→ **What is expected**
Beginning at the line containing "Whereabouts is the wooden drawer?", output every line to the end of the data below exactly as it appears.

[Saved data entries]
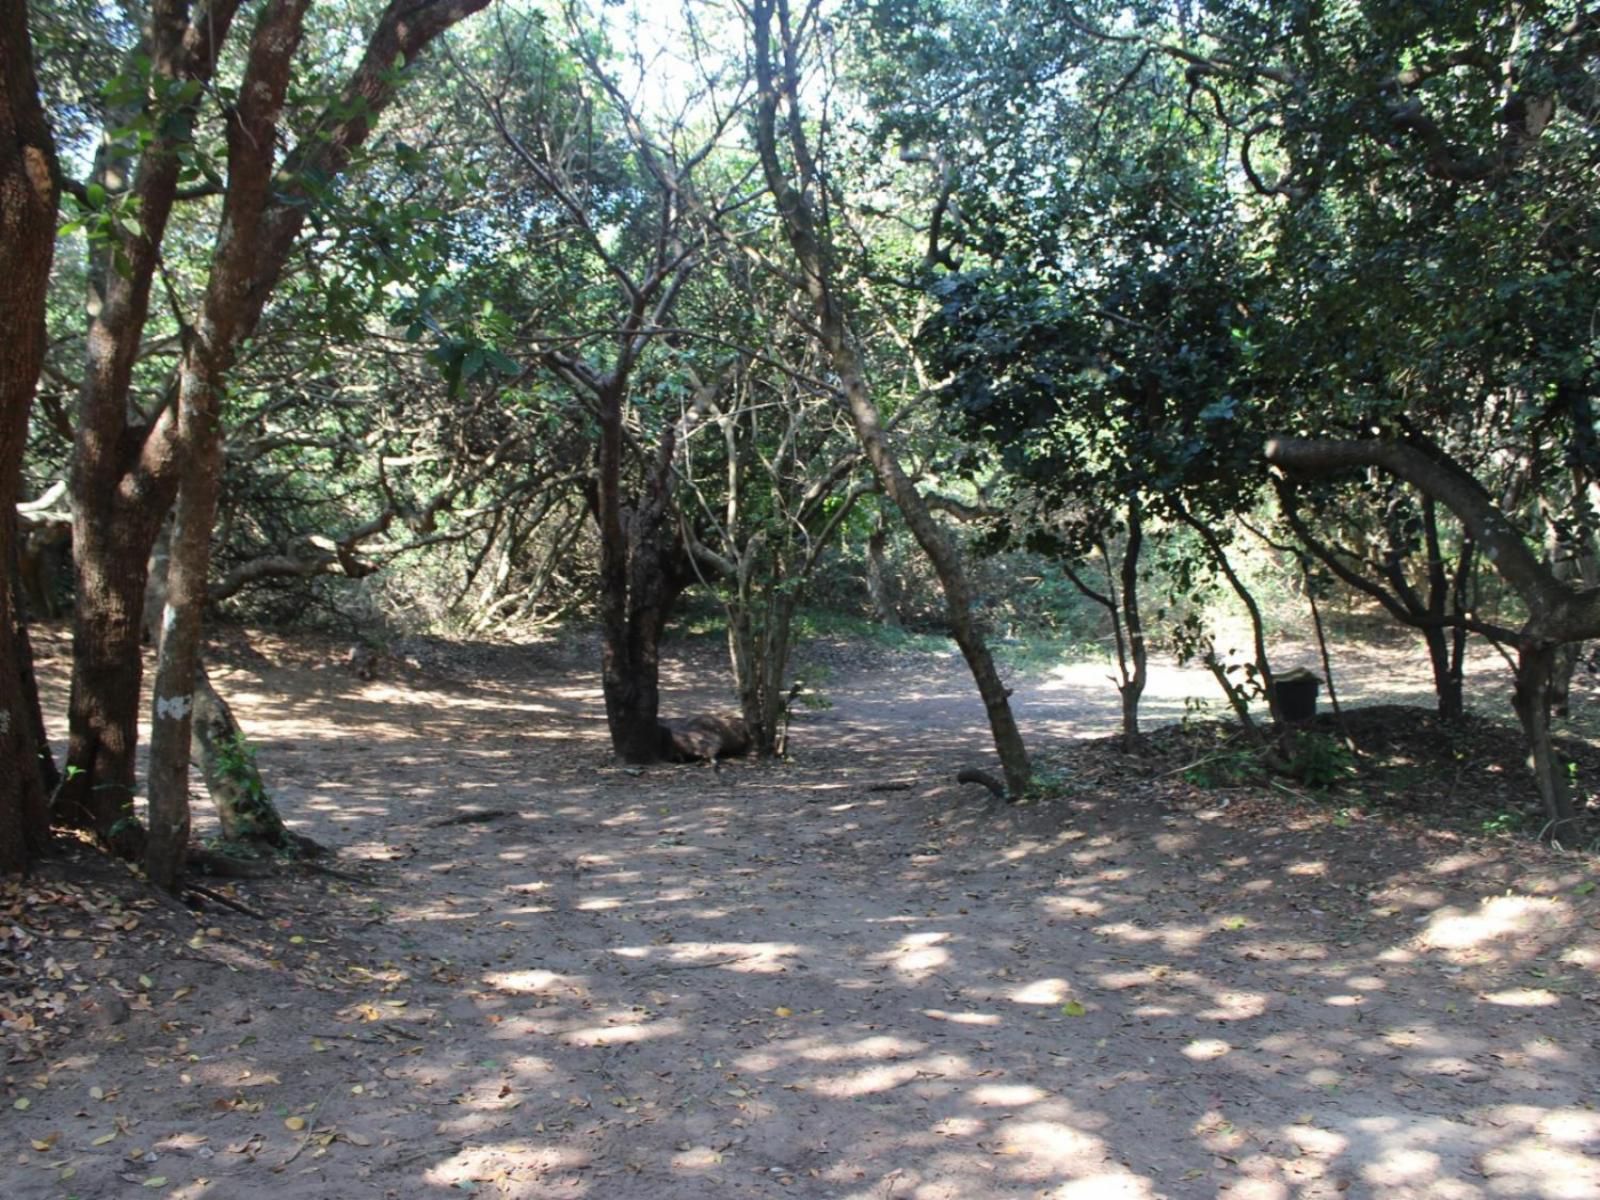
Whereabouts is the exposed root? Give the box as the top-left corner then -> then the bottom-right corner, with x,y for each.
182,881 -> 265,918
425,808 -> 514,828
956,767 -> 1007,799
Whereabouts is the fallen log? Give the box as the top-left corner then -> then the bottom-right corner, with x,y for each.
659,714 -> 752,765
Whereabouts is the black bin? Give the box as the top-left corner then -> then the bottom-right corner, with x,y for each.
1271,668 -> 1321,723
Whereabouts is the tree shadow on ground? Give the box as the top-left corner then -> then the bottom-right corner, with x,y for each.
11,630 -> 1599,1200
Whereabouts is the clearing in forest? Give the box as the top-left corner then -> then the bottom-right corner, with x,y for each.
5,629 -> 1599,1200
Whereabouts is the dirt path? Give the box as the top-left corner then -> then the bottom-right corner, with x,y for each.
7,633 -> 1600,1199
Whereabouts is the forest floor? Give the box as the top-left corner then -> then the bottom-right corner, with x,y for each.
5,623 -> 1600,1200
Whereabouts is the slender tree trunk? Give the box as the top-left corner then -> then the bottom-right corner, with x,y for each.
1422,625 -> 1465,720
1118,510 -> 1147,751
1511,640 -> 1578,842
751,0 -> 1029,796
865,506 -> 901,628
144,0 -> 311,889
144,423 -> 225,886
0,0 -> 60,869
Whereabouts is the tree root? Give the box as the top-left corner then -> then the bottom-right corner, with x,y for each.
956,767 -> 1008,800
425,808 -> 514,828
182,881 -> 265,918
297,860 -> 374,884
186,848 -> 278,878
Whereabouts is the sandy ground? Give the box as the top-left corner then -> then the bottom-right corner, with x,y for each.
4,628 -> 1599,1200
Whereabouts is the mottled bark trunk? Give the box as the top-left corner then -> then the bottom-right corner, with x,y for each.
0,0 -> 57,870
144,420 -> 225,887
727,557 -> 800,758
144,0 -> 310,889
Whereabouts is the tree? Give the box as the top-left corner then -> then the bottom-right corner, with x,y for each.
445,4 -> 743,762
0,0 -> 59,871
910,38 -> 1266,744
37,0 -> 489,882
751,0 -> 1031,797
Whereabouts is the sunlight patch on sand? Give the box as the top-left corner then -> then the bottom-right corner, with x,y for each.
1417,894 -> 1569,952
1010,977 -> 1071,1005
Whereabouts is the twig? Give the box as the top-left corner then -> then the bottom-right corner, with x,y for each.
182,882 -> 265,919
638,956 -> 744,973
297,860 -> 375,884
867,781 -> 913,792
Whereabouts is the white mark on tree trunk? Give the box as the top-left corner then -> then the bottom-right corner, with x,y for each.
0,710 -> 10,734
156,694 -> 194,720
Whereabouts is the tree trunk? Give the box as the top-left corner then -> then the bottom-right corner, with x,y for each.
144,0 -> 312,889
595,394 -> 684,762
751,0 -> 1029,796
1511,640 -> 1579,842
865,506 -> 901,628
1422,625 -> 1466,721
144,424 -> 225,887
1117,509 -> 1147,750
0,0 -> 60,869
142,521 -> 299,864
190,663 -> 311,850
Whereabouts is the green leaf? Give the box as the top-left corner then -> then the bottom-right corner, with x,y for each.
484,349 -> 521,376
1060,1000 -> 1086,1017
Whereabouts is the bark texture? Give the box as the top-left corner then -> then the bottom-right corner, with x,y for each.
145,0 -> 311,889
0,0 -> 59,870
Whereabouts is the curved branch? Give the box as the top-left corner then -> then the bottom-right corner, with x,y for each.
1265,435 -> 1600,640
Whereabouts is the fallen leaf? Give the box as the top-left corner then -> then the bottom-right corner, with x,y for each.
284,1117 -> 307,1132
1061,1001 -> 1087,1017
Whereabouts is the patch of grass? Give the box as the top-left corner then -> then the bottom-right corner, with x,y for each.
1480,808 -> 1529,835
790,608 -> 949,654
991,632 -> 1107,675
1021,763 -> 1073,802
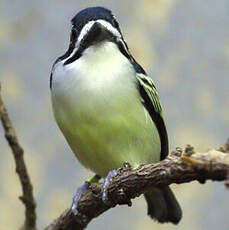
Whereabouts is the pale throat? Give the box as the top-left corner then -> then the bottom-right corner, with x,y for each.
61,40 -> 136,93
65,41 -> 131,73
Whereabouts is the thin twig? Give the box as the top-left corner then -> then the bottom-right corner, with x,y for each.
0,84 -> 37,230
45,141 -> 229,230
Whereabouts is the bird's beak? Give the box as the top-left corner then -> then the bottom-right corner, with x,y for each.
79,22 -> 115,48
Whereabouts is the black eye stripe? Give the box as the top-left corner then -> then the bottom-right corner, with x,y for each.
70,28 -> 79,43
112,18 -> 119,27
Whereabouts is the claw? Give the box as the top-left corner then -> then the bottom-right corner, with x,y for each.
71,181 -> 91,215
102,169 -> 119,205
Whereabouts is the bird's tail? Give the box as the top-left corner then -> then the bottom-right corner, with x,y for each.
144,186 -> 182,224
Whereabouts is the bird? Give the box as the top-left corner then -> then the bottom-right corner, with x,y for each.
50,6 -> 182,224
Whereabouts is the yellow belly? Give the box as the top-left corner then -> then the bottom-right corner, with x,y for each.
52,87 -> 161,177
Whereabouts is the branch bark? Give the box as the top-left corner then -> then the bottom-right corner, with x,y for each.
45,141 -> 229,230
0,84 -> 37,230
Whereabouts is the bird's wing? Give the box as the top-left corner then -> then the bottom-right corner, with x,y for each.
136,73 -> 168,160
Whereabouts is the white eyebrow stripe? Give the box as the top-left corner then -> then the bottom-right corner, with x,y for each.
76,19 -> 121,46
96,19 -> 121,38
76,21 -> 95,47
61,21 -> 95,62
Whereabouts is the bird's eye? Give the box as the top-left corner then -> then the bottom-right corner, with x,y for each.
70,27 -> 78,43
112,18 -> 119,28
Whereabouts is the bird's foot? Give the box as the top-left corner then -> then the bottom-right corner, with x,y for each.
71,181 -> 91,216
71,175 -> 101,215
102,169 -> 119,205
101,165 -> 132,206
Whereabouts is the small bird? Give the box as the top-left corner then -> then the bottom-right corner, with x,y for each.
50,7 -> 182,224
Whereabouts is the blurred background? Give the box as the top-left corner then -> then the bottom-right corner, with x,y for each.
1,0 -> 229,229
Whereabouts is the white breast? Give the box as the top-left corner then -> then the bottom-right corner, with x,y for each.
53,42 -> 135,94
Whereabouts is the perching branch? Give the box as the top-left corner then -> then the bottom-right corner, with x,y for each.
1,83 -> 229,230
45,141 -> 229,230
0,84 -> 37,230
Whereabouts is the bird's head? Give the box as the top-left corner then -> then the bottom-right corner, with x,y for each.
63,7 -> 130,65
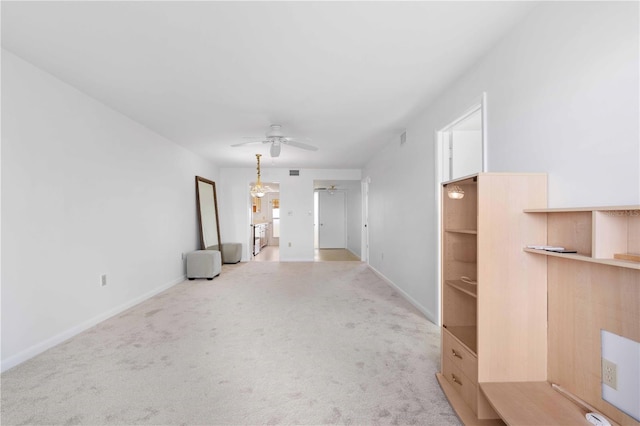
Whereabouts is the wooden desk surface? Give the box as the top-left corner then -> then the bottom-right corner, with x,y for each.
480,382 -> 591,426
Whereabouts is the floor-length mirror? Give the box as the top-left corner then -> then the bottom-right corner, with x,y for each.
195,176 -> 222,251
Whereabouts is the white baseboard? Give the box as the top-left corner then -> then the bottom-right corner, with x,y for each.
1,275 -> 186,373
346,247 -> 361,259
367,265 -> 437,324
280,258 -> 315,262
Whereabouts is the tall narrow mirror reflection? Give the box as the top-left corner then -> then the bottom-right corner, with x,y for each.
195,176 -> 222,251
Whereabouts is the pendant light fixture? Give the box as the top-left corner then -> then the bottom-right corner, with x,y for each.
447,185 -> 465,199
250,154 -> 270,198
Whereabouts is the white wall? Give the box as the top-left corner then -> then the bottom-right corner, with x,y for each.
364,1 -> 639,323
454,2 -> 638,206
219,168 -> 360,262
1,50 -> 219,371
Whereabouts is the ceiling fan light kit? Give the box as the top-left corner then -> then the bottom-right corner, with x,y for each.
232,124 -> 318,158
270,141 -> 281,157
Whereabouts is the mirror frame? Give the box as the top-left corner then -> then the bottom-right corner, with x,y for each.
195,176 -> 222,251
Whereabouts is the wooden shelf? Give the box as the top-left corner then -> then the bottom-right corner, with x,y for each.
524,205 -> 639,213
480,382 -> 600,426
445,229 -> 478,235
445,280 -> 478,298
524,206 -> 640,271
524,248 -> 640,270
444,325 -> 477,354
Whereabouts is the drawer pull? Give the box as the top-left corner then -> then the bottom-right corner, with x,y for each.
451,349 -> 463,359
451,373 -> 462,385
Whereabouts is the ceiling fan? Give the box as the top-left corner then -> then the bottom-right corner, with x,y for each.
232,124 -> 318,157
315,184 -> 338,191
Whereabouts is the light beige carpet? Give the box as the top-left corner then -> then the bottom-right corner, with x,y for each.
1,262 -> 460,425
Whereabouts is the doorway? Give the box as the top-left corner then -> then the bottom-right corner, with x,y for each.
313,180 -> 362,261
250,182 -> 279,262
318,190 -> 346,249
439,106 -> 484,181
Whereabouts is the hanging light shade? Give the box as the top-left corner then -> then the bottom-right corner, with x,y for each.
250,154 -> 270,198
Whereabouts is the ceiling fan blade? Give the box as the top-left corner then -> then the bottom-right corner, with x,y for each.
231,140 -> 266,147
282,140 -> 318,151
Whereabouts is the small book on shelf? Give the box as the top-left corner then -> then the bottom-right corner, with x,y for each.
525,245 -> 578,253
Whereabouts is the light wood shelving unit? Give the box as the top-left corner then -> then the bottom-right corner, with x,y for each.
439,186 -> 640,425
437,173 -> 548,424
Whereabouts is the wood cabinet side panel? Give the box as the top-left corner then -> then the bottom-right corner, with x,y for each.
477,174 -> 548,383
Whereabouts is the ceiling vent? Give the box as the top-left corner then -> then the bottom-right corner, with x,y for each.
400,131 -> 407,145
289,170 -> 300,176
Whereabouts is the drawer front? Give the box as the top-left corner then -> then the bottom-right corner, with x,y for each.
442,355 -> 478,414
443,329 -> 478,383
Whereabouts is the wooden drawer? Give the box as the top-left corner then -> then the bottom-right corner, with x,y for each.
443,328 -> 478,383
442,354 -> 478,414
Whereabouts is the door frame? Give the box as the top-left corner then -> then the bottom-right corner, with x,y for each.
434,92 -> 487,326
361,177 -> 370,263
437,94 -> 487,181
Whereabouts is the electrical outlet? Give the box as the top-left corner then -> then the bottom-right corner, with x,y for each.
100,274 -> 107,287
288,242 -> 292,247
602,358 -> 617,390
601,330 -> 640,421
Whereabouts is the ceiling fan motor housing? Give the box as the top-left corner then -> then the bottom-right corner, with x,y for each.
266,124 -> 284,138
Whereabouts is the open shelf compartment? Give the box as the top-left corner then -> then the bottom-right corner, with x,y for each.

→ **Solution to this task**
Whereabouts is the wooden drawer? Give the box as the top-left corner then -> then the bottom-right corner, with x,y for each.
443,328 -> 478,383
442,354 -> 478,414
Whereabouts is the door frame? Give the box as the top-left corner then -> then the bottom-right corner, with x,y for each.
434,92 -> 487,326
361,177 -> 370,263
437,94 -> 487,181
Whereabouts is the electrical outlet? Give the box as the top-left corner then -> then the bottom-right corner, with x,y for each.
100,274 -> 107,287
288,242 -> 292,247
602,358 -> 617,390
601,330 -> 640,421
Whereabouts is the ceiling fan motor housing? Give the box as the top-left corner then -> then the bottom-right corner, with x,y for each.
266,124 -> 284,138
Whereabouts is the open shelf compartment? Give the box as the top-left corner then -> then the bottom-right corner, with x,y for each.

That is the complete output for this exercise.